- [WORK ITEM] Word for word, transcribe the lines below and drop the pictures.

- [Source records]
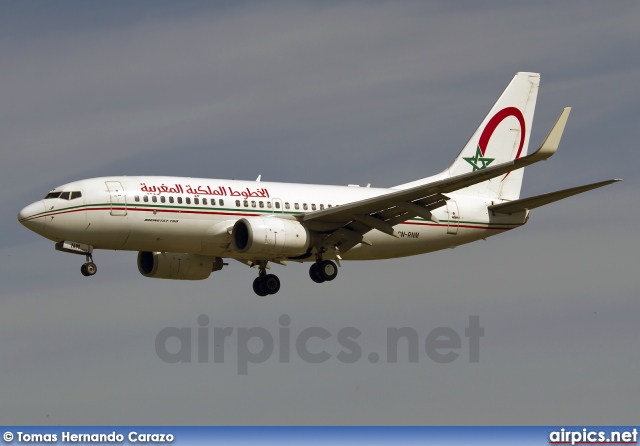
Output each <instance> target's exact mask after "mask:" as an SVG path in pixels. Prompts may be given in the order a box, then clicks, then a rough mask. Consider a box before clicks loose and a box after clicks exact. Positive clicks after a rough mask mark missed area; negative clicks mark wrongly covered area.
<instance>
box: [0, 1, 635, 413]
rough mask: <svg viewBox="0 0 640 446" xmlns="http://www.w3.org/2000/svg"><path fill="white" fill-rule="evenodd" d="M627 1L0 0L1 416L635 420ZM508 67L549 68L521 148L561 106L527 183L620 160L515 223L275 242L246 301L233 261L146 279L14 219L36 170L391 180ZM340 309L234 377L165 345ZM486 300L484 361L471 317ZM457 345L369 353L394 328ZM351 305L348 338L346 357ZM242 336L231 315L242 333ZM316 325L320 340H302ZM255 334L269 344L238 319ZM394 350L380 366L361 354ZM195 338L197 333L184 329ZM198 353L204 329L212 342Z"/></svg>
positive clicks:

- [SOLUTION TO THIS EXERCISE]
Output each <instance> target's exact mask after "mask:" as an SVG path in pixels. Prompts may be given in the order a box, then clicks, then a rough mask. Consider a box before clicks loose and a box after clicks exact. Positive clicks after a rough mask mark missed area; negative clicks mark wrongly covered area.
<instance>
box: [0, 1, 635, 413]
rough mask: <svg viewBox="0 0 640 446" xmlns="http://www.w3.org/2000/svg"><path fill="white" fill-rule="evenodd" d="M627 1L0 0L1 416L635 420ZM508 67L549 68L521 148L561 106L527 183L620 160L515 223L275 242L246 301L233 261L146 279L14 219L36 170L391 180ZM340 309L234 377L165 345ZM486 300L484 361L471 317ZM457 345L369 353L394 328ZM351 305L348 338L346 357ZM242 336L231 315L242 333ZM316 325L320 340H302ZM255 334L269 344L238 319ZM394 350L380 366L361 354ZM195 338L197 333L184 329ZM198 353L204 329L212 342Z"/></svg>
positive clicks:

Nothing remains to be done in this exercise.